SOURCE TEXT »

Tuesday, February 23, 2016

New Study Finds Gene that may be Linked to SAD

Seasonal Affective Disorder (SAD) is a disorder in which those suffering feel their mood begin to dampen during certain months of the year, usually the winter months. Those who suffer from the disorder do not simply feel sad when its cold out, the disorder is actually a form of depression that is brought on by the changing weather and daylight hours.

A team of researchers at the University of California, San Francisco may have found a gene that can be linked to SAD, something that has not been discovered before. The gene may also link disrupted sleep patterns, another ailment those suffering from SAD commonly have. The gene currently being studied is called PERIOD3 (PER3) and in order to test it, a mutated form was injected into mice who were then exposed to alternating light conditions. When their “days” were of a normal length, they behaved normally and when their “days” were shorter, they developed depression-like symptoms (“days” were controlled by the lighting in their environment).

This is significant due to the fact that studies have found mood may be affected by light but this is the first bit of genetic material to back that up.

EXERCISE » Continue the article about the gene linked to Seasonal Affective Disorder, starting after its final sentence. These records have no connection to the article on the SAD gene study.

Point-per-instance localization data »
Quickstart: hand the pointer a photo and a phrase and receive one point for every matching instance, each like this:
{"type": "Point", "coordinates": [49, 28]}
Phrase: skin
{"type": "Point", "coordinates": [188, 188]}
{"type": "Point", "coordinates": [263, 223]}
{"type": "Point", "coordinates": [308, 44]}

ANSWER SECTION »
Personally I view this as a win for those who suffer from SAD because I feel that it is often overlooked. I have a family member who was diagnosed with the disorder and actually undergoes light therapy during the winter because of this. While in most cases the disorder leads to minor forms of depression, it can also be very serious. Discovering a gene that may genetically prove the disorder exists in my opinion has the power to influence those who suffer from it to get help and those who brush it off to take it more seriously.


  1. Is PER3 also currently linked to forms of depression, or do they think that this is a gene connected only to SAD? I am interested to see where these studies lead due to the variety of problems that lead to what we typically think of as depression, and how they relate to SAD in particular.

  2. Before reading this post, I never even knew there was an actual disorder for people who get depressed when the seasons change. I wonder if the gene PER3 plays a role in people who are clinically depressed. Also, if it is involved in the development of depression, could scientists figure out a way prevent depression from occurring in the first place?